[作業内容]: 提示文の「県知事は、地域に入りたいコミ」から「熱くなって机をバン! と叩いてん。」までを、両端を含めて再掲してください。その際、「コミュニティナース」はすべて「地域看護師」に置き換えてください。

[提示文]:
....................

県知事は、地域に入りたいコミュニティナースがいるのか、都会に比べて不便なところでコミュニティナースが活動を続けられるのか心配したけど、俺はこう宣言したんや。
「世の中にはこういうことにチャレンジしたいと思っている人がいっぱいおるんです。やらなあかんことですし、制度をつくって成果を上げます!」
熱くなって机をバン! と叩いてん。

 冒頭にも述べた通り、自治体の施設に行くとどうしても「たらい回し」をされるイメージがあります。しかし本書を読むと、たらい回すどころか「回っている」自治体職員がいるのだと知ることができます。

 本書の題名はボブ・ディランの名曲『ライク・ア・ローリング・ストーン』をもじっていて、「ローリング・ストーン(転がる石)」は、曲中では転落人生や住所不定を意味しています。本書で「ローリング公務員」という言葉には「各部署を転がるように渡り歩いていく」という由来があると説明されていますが、筆者は「他者を巻き込んで物事をずんずん進めていく」というイメージを思い浮かべました。実際、キャリアの締めくくり年度となった2020年度において、福野さんは「コロナ禍というピンチはチャンス」というスタンスで、アートイベントの開催やブランディング・ムービーの制作に取り組みました。

....................

[保存データ]:
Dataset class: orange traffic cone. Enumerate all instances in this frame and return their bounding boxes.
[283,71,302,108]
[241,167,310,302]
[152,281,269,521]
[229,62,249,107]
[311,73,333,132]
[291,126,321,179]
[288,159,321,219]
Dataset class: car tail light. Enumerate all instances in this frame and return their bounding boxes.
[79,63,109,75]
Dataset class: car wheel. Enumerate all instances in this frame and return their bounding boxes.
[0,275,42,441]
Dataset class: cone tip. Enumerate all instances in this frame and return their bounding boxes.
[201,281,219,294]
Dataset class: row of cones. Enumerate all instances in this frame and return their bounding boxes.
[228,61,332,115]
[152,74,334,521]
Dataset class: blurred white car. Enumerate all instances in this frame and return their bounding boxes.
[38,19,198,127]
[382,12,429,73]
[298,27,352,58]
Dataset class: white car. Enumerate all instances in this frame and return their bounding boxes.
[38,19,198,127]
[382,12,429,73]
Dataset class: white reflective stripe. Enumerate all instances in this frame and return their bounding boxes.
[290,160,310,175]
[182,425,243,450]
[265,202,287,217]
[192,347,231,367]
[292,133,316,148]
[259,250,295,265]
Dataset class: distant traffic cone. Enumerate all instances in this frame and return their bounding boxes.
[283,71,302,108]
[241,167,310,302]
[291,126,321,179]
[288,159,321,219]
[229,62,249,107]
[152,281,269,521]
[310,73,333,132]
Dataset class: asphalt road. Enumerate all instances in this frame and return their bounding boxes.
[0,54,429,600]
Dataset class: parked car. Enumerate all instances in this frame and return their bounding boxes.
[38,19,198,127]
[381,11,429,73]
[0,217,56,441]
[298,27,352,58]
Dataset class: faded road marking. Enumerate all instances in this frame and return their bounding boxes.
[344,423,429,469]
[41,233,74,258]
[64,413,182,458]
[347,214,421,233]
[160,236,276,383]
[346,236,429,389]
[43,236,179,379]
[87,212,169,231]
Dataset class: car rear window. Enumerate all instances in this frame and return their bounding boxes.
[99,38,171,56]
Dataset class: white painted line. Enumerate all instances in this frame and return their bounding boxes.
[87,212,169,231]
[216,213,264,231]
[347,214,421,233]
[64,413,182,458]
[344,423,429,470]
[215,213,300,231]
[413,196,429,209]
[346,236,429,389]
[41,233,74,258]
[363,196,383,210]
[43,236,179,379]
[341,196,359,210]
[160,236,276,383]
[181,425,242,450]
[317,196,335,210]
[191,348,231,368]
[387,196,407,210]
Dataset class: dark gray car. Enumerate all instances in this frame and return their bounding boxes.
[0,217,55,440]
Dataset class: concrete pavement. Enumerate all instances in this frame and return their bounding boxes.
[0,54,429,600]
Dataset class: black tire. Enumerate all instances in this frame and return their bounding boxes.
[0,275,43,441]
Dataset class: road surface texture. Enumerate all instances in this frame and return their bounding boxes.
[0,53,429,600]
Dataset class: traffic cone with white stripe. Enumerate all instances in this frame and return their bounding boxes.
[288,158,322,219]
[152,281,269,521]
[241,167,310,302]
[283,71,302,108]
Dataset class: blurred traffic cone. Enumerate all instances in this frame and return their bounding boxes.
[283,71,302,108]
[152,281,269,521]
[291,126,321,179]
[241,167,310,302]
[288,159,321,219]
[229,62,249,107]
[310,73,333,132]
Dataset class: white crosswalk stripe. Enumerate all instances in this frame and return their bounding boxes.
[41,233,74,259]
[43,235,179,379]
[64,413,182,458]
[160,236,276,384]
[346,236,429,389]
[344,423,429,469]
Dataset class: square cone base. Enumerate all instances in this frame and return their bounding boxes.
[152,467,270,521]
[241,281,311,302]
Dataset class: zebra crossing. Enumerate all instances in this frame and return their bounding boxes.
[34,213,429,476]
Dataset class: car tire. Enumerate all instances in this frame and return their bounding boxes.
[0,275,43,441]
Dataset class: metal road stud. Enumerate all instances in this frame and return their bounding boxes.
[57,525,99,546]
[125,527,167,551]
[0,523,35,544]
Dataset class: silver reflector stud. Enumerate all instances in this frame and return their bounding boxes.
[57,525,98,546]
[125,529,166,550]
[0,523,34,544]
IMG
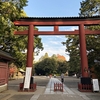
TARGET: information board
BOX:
[92,79,99,91]
[24,67,32,89]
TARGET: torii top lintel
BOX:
[14,16,100,26]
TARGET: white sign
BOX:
[92,79,99,91]
[24,67,32,89]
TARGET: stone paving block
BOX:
[0,93,10,100]
[8,94,33,100]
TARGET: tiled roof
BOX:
[19,16,100,20]
[0,50,14,60]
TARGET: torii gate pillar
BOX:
[23,24,34,89]
[26,25,34,67]
[79,24,89,77]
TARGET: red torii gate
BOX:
[14,16,100,90]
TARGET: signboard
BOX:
[24,67,32,89]
[92,79,99,91]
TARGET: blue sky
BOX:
[24,0,82,61]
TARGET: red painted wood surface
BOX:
[0,62,8,85]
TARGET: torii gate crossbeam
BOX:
[14,16,100,91]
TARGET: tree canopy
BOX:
[34,53,68,75]
[63,0,100,77]
[0,0,43,67]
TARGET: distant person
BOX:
[61,73,64,83]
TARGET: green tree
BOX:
[63,35,80,74]
[34,57,57,75]
[0,0,43,67]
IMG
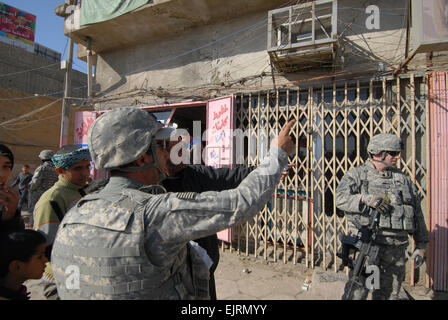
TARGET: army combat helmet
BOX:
[367,133,403,157]
[39,150,54,161]
[87,107,174,179]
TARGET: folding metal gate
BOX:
[229,75,429,281]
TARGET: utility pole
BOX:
[59,38,73,147]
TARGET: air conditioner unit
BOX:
[267,0,338,71]
[411,0,448,53]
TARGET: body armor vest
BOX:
[360,165,415,233]
[52,189,208,299]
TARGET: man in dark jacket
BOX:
[162,142,288,300]
[162,161,255,300]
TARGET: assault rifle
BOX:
[337,202,380,300]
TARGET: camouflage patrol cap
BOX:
[39,150,54,160]
[367,133,403,154]
[88,107,172,170]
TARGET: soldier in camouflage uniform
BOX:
[29,150,58,220]
[51,108,294,299]
[336,134,429,300]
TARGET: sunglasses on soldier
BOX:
[386,151,400,157]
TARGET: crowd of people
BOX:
[0,108,428,300]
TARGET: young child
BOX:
[0,229,48,300]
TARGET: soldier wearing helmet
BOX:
[336,134,429,300]
[28,150,58,215]
[52,108,294,299]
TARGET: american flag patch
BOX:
[177,192,197,200]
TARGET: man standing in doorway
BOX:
[11,164,33,210]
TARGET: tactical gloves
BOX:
[362,194,392,214]
[411,249,425,269]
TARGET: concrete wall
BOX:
[0,88,86,179]
[0,42,87,97]
[0,42,87,178]
[88,0,446,109]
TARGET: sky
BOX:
[0,0,87,73]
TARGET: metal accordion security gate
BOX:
[233,75,429,282]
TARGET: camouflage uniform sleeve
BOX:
[410,182,429,249]
[30,167,42,190]
[33,194,60,245]
[336,168,365,213]
[145,148,288,245]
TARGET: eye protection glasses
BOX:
[386,151,400,157]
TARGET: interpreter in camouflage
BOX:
[52,108,294,300]
[336,134,429,300]
[29,150,58,220]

....................

[本課題の解答]:
県知事は、地域に入りたい地域看護師がいるのか、都会に比べて不便なところで地域看護師が活動を続けられるのか心配したけど、俺はこう宣言したんや。
「世の中にはこういうことにチャレンジしたいと思っている人がいっぱいおるんです。やらなあかんことですし、制度をつくって成果を上げます!」
熱くなって机をバン! と叩いてん。